PAGE EXTRACT
ISLAMABAD: Prime Minister Imran Khan on Friday said Pakistan will continue to raise voice for Kashmir cause, peace in Palestine and atrocities against Muslims around the world.
Prime Minister Imran Khan urged the UN Security Council to protect the Kashmiris from “an impending genocide by India” and warned that there would be no durable peace and stability in South Asia until the Jammu and Kashmir dispute was resolved on the basis of international legitimacy.
Addressing the United Nations General Assembly, Imran Khan said India in an attempt to divert the world’s attention from its actions in Jammu and Kashmir was upping the military ante against Pakistan.
Building upon his last year’s address where he spoke about the gross human rights violations in the Indian Illegally Occupied Jammu and Kashmir, the prime minister said Kashmir had been rightly described as a “nuclear flash point”.
“The Security Council must prevent a disastrous conflict and secure the implementation of its own resolutions as it did in the case of East Timor,” Imran Khan told the 193-member world body.
The prime minister said illegal annexations of the Palestinian territory, the building of illegal settlements and the imposition of inhuman living conditions on the Palestinian people, especially in Gaza, could bring peace to a troubled region.
The two-state solution – in line with the UN General Assembly and Security Council resolutions, within the internationally agreed parameters, i.e. pre-1967 borders, and Al-Quds Al-Sharif as the capital of a united, contiguous and independent Palestinian state.
“Palestine remains a ‘festering wound’, a just and lasting settlement was indispensable, for the Middle East and actually the world,” he said in a virtual address to the 75th Session of the United Nations General Assembly being held in New York.
Speaking about his government’s smart lockdown policy, the prime minister said that Pakistan opened up the agriculture and construction sector.
He credited the government’s Ehsaas Emergency Cash Programme and other policies towards steering Pakistan out of the COVID-19 pandemic. However, the prime minister cautioned that Pakistan was not yet “out of the woods”.
“We are not yet out of the woods like no country is out of the woods yet,” he said, referring to the COVID-19 pandemic.

[Data entries]
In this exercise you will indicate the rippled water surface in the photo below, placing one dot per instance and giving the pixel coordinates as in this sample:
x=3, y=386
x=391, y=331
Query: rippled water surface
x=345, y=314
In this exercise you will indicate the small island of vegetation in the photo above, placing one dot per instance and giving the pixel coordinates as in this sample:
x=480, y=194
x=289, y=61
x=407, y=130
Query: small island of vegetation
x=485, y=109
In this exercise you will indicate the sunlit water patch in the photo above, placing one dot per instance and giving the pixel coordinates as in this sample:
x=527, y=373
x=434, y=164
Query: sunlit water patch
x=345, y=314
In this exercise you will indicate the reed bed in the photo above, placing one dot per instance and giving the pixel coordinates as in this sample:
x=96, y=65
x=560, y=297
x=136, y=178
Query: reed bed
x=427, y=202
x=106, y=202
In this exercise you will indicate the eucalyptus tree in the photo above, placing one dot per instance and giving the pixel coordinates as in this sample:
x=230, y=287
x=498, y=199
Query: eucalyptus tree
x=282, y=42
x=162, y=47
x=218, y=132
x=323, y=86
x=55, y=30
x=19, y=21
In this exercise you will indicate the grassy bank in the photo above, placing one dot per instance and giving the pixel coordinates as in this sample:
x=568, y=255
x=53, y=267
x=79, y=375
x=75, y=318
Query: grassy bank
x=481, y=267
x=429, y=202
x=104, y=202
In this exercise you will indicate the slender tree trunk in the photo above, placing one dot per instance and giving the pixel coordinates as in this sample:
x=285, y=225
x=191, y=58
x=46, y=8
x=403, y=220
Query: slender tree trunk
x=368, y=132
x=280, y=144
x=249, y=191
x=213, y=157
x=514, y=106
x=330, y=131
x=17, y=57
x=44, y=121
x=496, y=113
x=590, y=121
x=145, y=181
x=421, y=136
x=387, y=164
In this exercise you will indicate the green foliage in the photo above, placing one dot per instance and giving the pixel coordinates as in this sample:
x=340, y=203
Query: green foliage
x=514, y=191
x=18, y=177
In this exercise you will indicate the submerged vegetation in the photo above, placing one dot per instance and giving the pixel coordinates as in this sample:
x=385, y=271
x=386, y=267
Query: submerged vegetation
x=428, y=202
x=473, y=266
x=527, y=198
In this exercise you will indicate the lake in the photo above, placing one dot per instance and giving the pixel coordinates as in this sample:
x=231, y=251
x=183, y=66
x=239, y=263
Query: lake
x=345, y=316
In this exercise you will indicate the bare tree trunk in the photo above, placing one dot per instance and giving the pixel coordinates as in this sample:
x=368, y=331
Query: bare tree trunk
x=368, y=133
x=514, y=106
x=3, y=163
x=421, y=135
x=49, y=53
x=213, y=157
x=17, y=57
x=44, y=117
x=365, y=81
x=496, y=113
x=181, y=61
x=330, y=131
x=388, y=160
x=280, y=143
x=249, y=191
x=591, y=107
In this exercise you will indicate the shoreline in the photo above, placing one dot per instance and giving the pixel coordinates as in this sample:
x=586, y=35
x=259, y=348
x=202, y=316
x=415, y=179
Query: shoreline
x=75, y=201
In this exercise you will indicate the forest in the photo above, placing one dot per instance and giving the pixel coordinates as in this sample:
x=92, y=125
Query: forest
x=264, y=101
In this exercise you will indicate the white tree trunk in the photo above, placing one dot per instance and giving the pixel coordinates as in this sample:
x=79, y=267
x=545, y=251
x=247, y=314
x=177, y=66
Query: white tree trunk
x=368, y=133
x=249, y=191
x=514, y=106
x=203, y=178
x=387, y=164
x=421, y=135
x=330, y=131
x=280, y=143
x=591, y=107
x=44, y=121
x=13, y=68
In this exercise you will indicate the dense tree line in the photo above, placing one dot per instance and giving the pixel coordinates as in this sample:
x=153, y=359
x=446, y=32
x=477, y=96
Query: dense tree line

REQUIRED ACTION 1
Do the following statements agree with the report on Imran Khan's UN address? Answer yes or no for each, and quote the words from the report that decide it. (a) The address to the General Assembly was given virtually. (b) The prime minister declared that Pakistan was now out of the woods. (c) Under its smart lockdown policy, Pakistan opened up the agriculture and construction sector.
REQUIRED ACTION 2
Please print the portion of the report on Imran Khan's UN address that starts at the words "The prime minister said illegal" and ends after the words "a troubled region.", keeping every word unchanged.
The records have no connection to the report on Imran Khan's UN address.

TASK OUTPUT 1
(a) Yes: "he said in a virtual address to the 75th Session of the United Nations General Assembly"
(b) No: "the prime minister cautioned that Pakistan was not yet “out of the woods”"
(c) Yes: "Pakistan opened up the agriculture and construction sector"

TASK OUTPUT 2
The prime minister said illegal annexations of the Palestinian territory, the building of illegal settlements and the imposition of inhuman living conditions on the Palestinian people, especially in Gaza, could bring peace to a troubled region.